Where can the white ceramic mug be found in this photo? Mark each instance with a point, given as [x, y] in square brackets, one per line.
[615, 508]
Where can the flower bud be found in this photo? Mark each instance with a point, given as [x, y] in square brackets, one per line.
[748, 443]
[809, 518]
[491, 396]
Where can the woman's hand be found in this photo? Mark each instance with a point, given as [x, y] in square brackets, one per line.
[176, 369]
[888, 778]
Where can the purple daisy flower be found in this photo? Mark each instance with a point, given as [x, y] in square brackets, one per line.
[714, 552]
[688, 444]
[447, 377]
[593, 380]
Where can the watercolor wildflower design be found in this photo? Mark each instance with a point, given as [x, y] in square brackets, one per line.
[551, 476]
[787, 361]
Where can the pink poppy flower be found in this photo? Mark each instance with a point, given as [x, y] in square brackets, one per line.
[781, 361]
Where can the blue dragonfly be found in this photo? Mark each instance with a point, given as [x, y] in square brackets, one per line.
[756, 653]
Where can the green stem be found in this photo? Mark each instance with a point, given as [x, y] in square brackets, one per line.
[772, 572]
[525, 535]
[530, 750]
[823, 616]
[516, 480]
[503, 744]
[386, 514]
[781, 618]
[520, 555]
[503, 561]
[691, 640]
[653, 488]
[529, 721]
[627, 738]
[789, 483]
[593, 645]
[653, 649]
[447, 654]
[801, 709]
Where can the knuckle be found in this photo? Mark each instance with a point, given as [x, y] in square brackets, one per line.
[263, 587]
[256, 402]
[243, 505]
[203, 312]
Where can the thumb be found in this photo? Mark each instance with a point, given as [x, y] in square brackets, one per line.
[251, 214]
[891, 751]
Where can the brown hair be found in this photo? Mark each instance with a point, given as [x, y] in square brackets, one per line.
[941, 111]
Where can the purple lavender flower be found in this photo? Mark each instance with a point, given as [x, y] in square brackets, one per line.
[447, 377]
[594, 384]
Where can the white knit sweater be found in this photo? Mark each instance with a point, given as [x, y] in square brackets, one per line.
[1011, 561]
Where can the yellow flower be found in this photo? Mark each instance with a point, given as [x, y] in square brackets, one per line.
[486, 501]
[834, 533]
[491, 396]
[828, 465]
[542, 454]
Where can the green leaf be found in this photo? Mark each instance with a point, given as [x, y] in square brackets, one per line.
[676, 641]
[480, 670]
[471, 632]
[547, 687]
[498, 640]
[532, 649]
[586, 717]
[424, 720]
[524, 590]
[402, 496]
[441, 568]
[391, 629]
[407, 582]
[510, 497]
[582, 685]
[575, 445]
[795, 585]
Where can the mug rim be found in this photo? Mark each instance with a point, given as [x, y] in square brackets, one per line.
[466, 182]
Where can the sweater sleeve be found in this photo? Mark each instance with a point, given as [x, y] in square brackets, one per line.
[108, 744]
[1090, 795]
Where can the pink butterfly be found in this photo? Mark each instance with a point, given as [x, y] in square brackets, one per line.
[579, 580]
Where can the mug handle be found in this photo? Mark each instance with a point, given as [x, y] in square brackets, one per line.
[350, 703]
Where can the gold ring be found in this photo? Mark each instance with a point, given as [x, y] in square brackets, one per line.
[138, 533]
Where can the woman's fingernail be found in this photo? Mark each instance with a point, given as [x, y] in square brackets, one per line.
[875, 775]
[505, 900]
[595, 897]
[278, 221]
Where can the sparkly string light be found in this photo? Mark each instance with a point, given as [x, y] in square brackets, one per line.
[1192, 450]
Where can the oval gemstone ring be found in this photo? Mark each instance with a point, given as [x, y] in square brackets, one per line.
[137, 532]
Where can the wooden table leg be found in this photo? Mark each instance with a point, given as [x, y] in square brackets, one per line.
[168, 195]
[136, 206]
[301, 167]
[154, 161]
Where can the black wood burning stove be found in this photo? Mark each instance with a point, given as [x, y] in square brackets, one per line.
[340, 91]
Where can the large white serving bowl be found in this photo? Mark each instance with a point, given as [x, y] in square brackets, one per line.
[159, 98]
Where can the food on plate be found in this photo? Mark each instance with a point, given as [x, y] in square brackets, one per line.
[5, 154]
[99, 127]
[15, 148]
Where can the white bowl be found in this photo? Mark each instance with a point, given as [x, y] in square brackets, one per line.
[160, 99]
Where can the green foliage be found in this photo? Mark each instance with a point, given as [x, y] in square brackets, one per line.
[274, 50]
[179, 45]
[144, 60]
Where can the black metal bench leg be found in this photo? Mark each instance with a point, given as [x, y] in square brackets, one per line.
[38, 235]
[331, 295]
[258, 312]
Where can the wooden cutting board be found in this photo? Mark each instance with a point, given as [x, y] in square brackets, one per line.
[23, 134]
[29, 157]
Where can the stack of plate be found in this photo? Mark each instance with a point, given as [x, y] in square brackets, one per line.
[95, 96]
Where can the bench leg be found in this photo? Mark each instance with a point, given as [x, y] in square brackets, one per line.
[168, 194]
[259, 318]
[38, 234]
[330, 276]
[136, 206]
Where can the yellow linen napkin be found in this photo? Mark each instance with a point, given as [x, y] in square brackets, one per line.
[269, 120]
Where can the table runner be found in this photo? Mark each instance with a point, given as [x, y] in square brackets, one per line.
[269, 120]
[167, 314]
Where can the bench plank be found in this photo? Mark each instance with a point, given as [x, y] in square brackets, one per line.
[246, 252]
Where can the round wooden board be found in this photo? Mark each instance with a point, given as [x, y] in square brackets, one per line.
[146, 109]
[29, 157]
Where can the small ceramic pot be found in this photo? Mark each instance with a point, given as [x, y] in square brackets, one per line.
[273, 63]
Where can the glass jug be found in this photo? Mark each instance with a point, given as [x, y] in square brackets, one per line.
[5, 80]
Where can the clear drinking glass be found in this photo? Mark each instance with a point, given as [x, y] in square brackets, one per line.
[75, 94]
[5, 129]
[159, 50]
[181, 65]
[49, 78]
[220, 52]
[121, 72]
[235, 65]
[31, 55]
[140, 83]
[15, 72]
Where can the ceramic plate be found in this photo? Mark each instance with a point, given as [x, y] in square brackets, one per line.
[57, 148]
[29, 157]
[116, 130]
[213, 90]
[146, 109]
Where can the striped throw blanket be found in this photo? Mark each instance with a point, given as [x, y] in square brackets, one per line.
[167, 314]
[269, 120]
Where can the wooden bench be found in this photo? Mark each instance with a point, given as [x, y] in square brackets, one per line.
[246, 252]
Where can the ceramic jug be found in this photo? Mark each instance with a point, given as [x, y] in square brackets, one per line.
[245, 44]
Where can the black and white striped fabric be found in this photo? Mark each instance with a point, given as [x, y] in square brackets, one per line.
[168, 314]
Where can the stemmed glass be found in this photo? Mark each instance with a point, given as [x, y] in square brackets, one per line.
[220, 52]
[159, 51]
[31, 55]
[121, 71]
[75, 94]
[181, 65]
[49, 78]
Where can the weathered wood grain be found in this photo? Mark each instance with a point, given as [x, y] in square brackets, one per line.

▶ WORK TO DO
Can you print all of the records above again, word for word and in their original order?

▶ EXERCISE ANSWER
Where can the white ceramic mug be found in this photo? Mark each instance with a point, given as [x, y] in square brackets, one per line.
[615, 508]
Where can the flower bud be found in this photo? Mark each instance with a point, given as [x, y] in square brackets, one per line.
[748, 443]
[809, 518]
[491, 396]
Where can the woman's hand be found in this photo? Mark each instance with a point, given as [x, y] in square brackets, one per line.
[176, 369]
[888, 778]
Where can the purple daisy flower be found in this photo? Mark each instance with a point, given as [x, y] in square brackets, one per line.
[714, 552]
[688, 444]
[447, 377]
[593, 380]
Where can the watercolor wildflower design be found in this photo? Mark each instance with a point, given as [x, y] in square brackets, one per line.
[551, 476]
[787, 361]
Where can the pink poppy flower be found in this photo? Mark each instance with a point, given as [x, y] in square brackets, one per line.
[781, 361]
Where can the blue dragonfly be found in this photo? Mark each instance with a point, given as [x, y] in square brackets, one per line.
[756, 653]
Where can the green stem be found in this photo? Mark each instance with a point, given as [x, y] in square brackets, one per line.
[772, 572]
[525, 535]
[530, 750]
[823, 616]
[516, 480]
[503, 744]
[386, 514]
[781, 618]
[520, 555]
[503, 561]
[691, 640]
[653, 488]
[529, 721]
[627, 738]
[789, 483]
[593, 645]
[653, 649]
[447, 654]
[801, 709]
Where can the knuckle be found in this photo? Mark each instance with a point, given as [x, y] in square brackets, one per line.
[263, 587]
[256, 402]
[243, 505]
[203, 312]
Where can the thumb be found in this photo? Mark each instance with a point, given as [x, y] in square brackets, one per line.
[251, 214]
[891, 751]
Where can the brown hair be found in this photo? Mark each instance with a point, given as [x, y] in square brackets, one per line.
[941, 111]
Where can the purple lavender flower be found in this photo? Mark each instance with a point, given as [x, y] in square brackets, one per line.
[447, 377]
[594, 384]
Where can the white knit sweater be found in this photo? Mark each instance with a point, given as [x, y] in square brackets, one per line.
[1011, 561]
Where can the yellow flower be found in this photo? Mark each instance with a point, given as [x, y] in square brackets, one per line.
[486, 501]
[834, 533]
[491, 396]
[828, 465]
[542, 454]
Where can the green leaf be found in this photo? Mark each instance with a point, given as [x, y] in square brackets, one per line.
[676, 641]
[480, 670]
[471, 632]
[547, 687]
[498, 640]
[532, 649]
[586, 717]
[424, 720]
[524, 590]
[402, 496]
[441, 568]
[391, 629]
[407, 582]
[510, 497]
[582, 685]
[575, 445]
[795, 585]
Where can the mug rim be found in this photo? Mark each instance with a point, given as [x, y] in square brackets, one per line.
[466, 182]
Where can the sweater sleeve be found in this photo? Mark each instance with a point, given as [x, y] in square brackets, one per line.
[108, 744]
[1090, 795]
Where can the pink butterfly be found in this photo? Mark each instance with a point, given as [x, y] in square brackets, one per line.
[579, 580]
Where can the mug handle be found in this photo? Mark each instance with a point, given as [x, y] in square brackets, one per line.
[350, 703]
Where can the gold ring be found in this photo? Mark each instance with a point, given as [x, y] in square brackets, one per line.
[138, 533]
Where can the woman's fingernail be found in this photo? Mark each instance with a point, given as [x, y] in square brackets, one per line.
[875, 775]
[505, 900]
[595, 897]
[278, 221]
Where can the sparkly string light be found in this photo? Mark each instance with a point, given as [x, y] in square brackets, one per line.
[1192, 450]
Where can the oval gemstone ring be found in this photo? Mark each instance with a point, given as [x, y] in square brackets, one per line.
[137, 532]
Where can the wooden table leg be found in this photo? Mark each instance with a point, given as [x, y] in square brackets, one per line.
[168, 195]
[136, 206]
[301, 167]
[154, 161]
Where can the black wood burning stove be found in this photo? Mark each instance with a point, given as [x, y] in square brackets, one per line.
[340, 91]
Where can the large white serving bowl be found in this photo? Mark each instance with a point, given as [x, y] in square brackets, one per line.
[159, 98]
Where can the food on plate be found in this photo? Mark each instance with a point, given as [x, y] in square brackets, one per line.
[5, 154]
[99, 127]
[15, 148]
Where can the white bowl be found in this photo? Mark each instance with a point, given as [x, y] in square brackets, one per line.
[160, 99]
Where can the green foliage be found in this photo? Mark each instance with a point, given as [x, y] in square brackets, one per line.
[274, 50]
[179, 45]
[144, 60]
Where can the black metal bench leg be found in this photo? Mark each instance with a point, given as [x, y] in square brackets, one per line.
[38, 235]
[331, 295]
[258, 312]
Where can the wooden cutting board be found in this photo? Mark each instance with a point, given as [x, y] in square brackets, one per line.
[23, 134]
[29, 157]
Where can the stack of plate be found in this photo? Mark each instance with a point, given as [x, y] in square brackets, one per line.
[95, 96]
Where can the bench leg be found in this photo? Mark each instance with a point, given as [x, y] in square brackets, one per line.
[168, 194]
[259, 318]
[38, 234]
[330, 276]
[136, 206]
Where can the yellow linen napkin be found in this photo? Mark each instance with a point, given as [x, y] in square brackets, one per line.
[269, 120]
Where can the table runner be found in this photo? Mark each instance with a point, given as [x, y] in square brackets, one per line.
[269, 120]
[167, 314]
Where can the bench plank be found in this photo? Mark each instance with a point, given as [x, y] in square brackets, one per line.
[246, 252]
Where can the round wooden board be found in this photo? Mark each instance with a point, given as [x, y] in square brackets, one per line.
[146, 109]
[29, 157]
Where can the small ceramic pot be found in this photo? Mark each instance with a point, given as [x, y] in square brackets, one per line.
[273, 63]
Where can the glass jug be found in this photo? Mark each instance with a point, given as [x, y] in square brackets, one per line.
[5, 80]
Where can the clear drinking glass be found in this photo? Mark each instance with a point, given as [x, y] in square brackets, one per line.
[75, 94]
[5, 129]
[159, 50]
[181, 65]
[49, 78]
[220, 52]
[121, 72]
[235, 65]
[31, 55]
[140, 83]
[15, 72]
Where can the ceramic plate be found in this photo? Mark each instance with a point, given as [x, y] in square brackets, one per line.
[57, 148]
[29, 157]
[116, 130]
[213, 90]
[146, 109]
Where can the striped throw blanket be found in this photo? Mark each instance with a point, given as [x, y] in square brackets, one per line.
[167, 314]
[269, 120]
Where can the wooden bench be found in this photo? Mark each instance with a point, given as [x, y] in square brackets, one per line.
[246, 252]
Where can the ceramic jug be found in this photo? Mark each instance with a point, given as [x, y] in square brackets, one per line.
[245, 44]
Where can the black and white striped fabric be found in this photo? Mark each instance with a point, given as [x, y] in square brackets, one per line.
[168, 314]
Where can the stemmed glass be found in this photo? Mark each instance with a point, given as [x, y] in square brackets, one per line.
[220, 52]
[159, 51]
[31, 55]
[121, 71]
[75, 94]
[181, 65]
[49, 78]
Where can the weathered wood grain be found in this photo? Mark each instance with a point, given as [x, y] in square brackets, one per line.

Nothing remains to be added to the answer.